### DATOS PROPORCIONADOS:
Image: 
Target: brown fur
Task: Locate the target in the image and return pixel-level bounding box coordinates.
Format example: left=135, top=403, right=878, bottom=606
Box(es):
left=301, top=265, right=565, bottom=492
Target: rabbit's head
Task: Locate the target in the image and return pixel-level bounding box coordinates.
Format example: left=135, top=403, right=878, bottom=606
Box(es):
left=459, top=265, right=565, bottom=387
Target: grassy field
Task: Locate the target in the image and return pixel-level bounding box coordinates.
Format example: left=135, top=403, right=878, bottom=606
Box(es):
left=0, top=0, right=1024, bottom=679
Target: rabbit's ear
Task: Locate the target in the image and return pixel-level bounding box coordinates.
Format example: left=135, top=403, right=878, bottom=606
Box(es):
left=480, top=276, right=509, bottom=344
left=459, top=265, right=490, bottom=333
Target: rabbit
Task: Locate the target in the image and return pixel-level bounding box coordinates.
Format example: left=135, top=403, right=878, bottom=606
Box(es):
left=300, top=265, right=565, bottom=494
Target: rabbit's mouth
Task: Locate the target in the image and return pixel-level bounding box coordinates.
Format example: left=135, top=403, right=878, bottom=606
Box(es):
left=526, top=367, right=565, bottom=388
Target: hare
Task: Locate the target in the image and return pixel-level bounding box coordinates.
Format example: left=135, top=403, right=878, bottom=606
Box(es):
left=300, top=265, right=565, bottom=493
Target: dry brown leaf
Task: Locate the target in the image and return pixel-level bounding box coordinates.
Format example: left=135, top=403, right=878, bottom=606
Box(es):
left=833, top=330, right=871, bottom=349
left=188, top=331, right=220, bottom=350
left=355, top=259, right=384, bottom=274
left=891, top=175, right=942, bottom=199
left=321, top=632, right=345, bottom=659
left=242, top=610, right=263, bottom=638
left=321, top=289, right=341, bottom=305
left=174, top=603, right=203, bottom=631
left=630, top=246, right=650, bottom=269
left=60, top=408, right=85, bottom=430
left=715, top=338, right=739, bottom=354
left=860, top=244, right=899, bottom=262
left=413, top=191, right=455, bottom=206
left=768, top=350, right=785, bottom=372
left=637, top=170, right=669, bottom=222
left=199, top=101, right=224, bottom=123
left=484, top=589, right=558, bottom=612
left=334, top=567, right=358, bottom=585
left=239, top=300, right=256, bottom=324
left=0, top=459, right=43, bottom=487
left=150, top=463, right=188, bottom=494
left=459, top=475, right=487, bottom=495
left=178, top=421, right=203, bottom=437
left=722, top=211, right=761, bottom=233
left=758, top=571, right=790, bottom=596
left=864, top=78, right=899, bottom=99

### INSTRUCCIONES:
Copia de nuevo todas las líneas de los datos cambiando "rabbit" por "bunny" en cada aparición. Deja todo lo demás tal cual.

### RESPUESTA ESPERADA:
Image: 
Target: brown fur
Task: Locate the target in the image and return pixel-level bounding box coordinates.
Format example: left=135, top=403, right=878, bottom=606
Box(es):
left=301, top=265, right=565, bottom=492
Target: bunny's head
Task: Locate the target in the image and return pixel-level bounding box coordinates.
Format example: left=135, top=403, right=878, bottom=606
Box(es):
left=459, top=265, right=565, bottom=387
Target: grassy field
Task: Locate the target in the image and return pixel-level bounding box coordinates.
Format example: left=135, top=403, right=878, bottom=606
Box(es):
left=0, top=0, right=1024, bottom=679
Target: bunny's ear
Task: Locate the target in the image and return pixel-level bounding box coordinates.
Format example: left=135, top=403, right=878, bottom=606
Box(es):
left=480, top=276, right=509, bottom=344
left=459, top=265, right=490, bottom=333
Target: bunny
Task: Locate the target in the image and return pixel-level bounding box coordinates.
Format example: left=135, top=403, right=878, bottom=606
Box(es):
left=300, top=265, right=565, bottom=494
Target: bunny's mouth
Task: Locate the target in the image and return pixel-level bounding box coordinates.
Format example: left=135, top=403, right=878, bottom=606
Box(es):
left=526, top=367, right=565, bottom=388
Target: hare
Task: Locate the target in the image and return pixel-level bounding box coordinates.
Format example: left=135, top=403, right=878, bottom=606
Box(es):
left=300, top=265, right=565, bottom=493
Target: dry brown leaf
Task: Locate the target in the image and return pixel-level bounding box coordinates.
Format example: left=135, top=403, right=878, bottom=606
Box(es):
left=833, top=330, right=871, bottom=349
left=188, top=331, right=220, bottom=350
left=355, top=259, right=384, bottom=274
left=891, top=175, right=942, bottom=199
left=321, top=632, right=345, bottom=659
left=242, top=610, right=263, bottom=638
left=321, top=289, right=341, bottom=305
left=174, top=603, right=203, bottom=631
left=630, top=246, right=650, bottom=269
left=60, top=408, right=85, bottom=430
left=715, top=338, right=739, bottom=354
left=860, top=244, right=899, bottom=262
left=413, top=191, right=455, bottom=206
left=768, top=350, right=785, bottom=372
left=637, top=170, right=669, bottom=222
left=199, top=101, right=224, bottom=123
left=484, top=589, right=558, bottom=612
left=334, top=567, right=358, bottom=585
left=239, top=300, right=256, bottom=324
left=0, top=459, right=43, bottom=487
left=150, top=463, right=188, bottom=494
left=459, top=475, right=487, bottom=495
left=178, top=421, right=203, bottom=437
left=722, top=211, right=761, bottom=233
left=758, top=571, right=790, bottom=596
left=864, top=78, right=899, bottom=99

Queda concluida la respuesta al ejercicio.